◆ **Given task**:
Format everything from the line containing "Confirm that each instance of the red and white barrier" down to the end of the items below as a JSON list of strings, one string per line, leaving out blank lines.

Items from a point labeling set
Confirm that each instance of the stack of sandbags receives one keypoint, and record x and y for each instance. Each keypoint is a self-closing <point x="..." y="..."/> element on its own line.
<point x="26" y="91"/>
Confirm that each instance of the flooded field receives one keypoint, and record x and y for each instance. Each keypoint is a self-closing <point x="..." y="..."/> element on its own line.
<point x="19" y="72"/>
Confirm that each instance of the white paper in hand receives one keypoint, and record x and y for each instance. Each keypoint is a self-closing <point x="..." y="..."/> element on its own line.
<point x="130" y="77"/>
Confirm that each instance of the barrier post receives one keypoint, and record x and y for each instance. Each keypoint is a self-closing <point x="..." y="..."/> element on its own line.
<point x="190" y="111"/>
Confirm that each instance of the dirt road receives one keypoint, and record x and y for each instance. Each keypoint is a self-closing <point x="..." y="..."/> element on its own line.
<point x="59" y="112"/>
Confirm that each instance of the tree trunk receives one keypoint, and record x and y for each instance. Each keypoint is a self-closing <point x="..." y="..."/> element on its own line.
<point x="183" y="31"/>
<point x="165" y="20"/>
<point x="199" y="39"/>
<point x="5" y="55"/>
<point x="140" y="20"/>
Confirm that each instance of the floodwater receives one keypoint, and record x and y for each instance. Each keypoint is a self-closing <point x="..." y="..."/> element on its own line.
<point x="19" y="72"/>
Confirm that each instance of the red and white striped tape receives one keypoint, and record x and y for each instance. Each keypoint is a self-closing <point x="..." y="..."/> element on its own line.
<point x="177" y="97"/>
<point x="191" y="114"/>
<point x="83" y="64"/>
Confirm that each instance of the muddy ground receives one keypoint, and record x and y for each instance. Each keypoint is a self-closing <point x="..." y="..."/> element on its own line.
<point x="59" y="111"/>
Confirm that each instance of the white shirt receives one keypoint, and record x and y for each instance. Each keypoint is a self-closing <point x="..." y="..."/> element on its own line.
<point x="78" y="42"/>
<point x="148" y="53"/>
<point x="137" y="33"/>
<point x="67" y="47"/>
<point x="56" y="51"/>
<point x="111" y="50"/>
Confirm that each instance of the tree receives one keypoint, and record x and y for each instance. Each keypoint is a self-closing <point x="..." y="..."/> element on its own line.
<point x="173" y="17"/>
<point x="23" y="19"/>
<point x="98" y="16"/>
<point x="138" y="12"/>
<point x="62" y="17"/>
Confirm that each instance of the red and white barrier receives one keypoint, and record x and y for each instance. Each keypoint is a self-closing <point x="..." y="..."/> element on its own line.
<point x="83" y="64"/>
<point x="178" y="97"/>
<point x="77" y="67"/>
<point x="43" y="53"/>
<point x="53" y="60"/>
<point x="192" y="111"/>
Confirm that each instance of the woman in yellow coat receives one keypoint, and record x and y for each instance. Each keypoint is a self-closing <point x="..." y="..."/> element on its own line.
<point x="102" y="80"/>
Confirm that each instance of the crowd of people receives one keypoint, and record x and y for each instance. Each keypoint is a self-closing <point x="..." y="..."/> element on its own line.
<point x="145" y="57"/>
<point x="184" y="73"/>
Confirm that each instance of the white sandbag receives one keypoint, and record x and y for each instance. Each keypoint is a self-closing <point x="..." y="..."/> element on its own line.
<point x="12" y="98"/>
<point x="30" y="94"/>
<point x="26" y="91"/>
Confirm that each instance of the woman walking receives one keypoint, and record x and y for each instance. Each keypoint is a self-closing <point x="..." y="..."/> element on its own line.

◆ **Answer**:
[
  "Confirm that each instance of the red and white barrier receives one keypoint, and record x and y for each instance. Each keypoint is a self-closing <point x=\"...\" y=\"...\"/> element on its own line.",
  "<point x=\"83\" y=\"64\"/>",
  "<point x=\"178\" y=\"97\"/>",
  "<point x=\"77\" y=\"67\"/>",
  "<point x=\"43\" y=\"53\"/>",
  "<point x=\"53\" y=\"60\"/>",
  "<point x=\"192\" y=\"111\"/>",
  "Confirm that each instance of the woman in yellow coat receives one keypoint, and record x and y for each instance. Each keypoint is a self-closing <point x=\"...\" y=\"...\"/> element on its own line.",
  "<point x=\"102\" y=\"80\"/>",
  "Confirm that each instance of the crowd of people receives one keypoint, and record x and y for each instance. Each keypoint is a self-closing <point x=\"...\" y=\"...\"/> element on its own line.",
  "<point x=\"145\" y=\"57\"/>",
  "<point x=\"184\" y=\"73\"/>",
  "Confirm that each instance of the white sandbag receives one keypoint, and record x and y for each instance. Each keypoint is a self-closing <point x=\"...\" y=\"...\"/> element on its own line.",
  "<point x=\"12\" y=\"98\"/>",
  "<point x=\"30\" y=\"94\"/>",
  "<point x=\"26\" y=\"91\"/>",
  "Confirm that each instance of the woman walking receives one keypoint, and record x and y for each instance. Each keypoint is a self-closing <point x=\"...\" y=\"...\"/> element on its own line."
]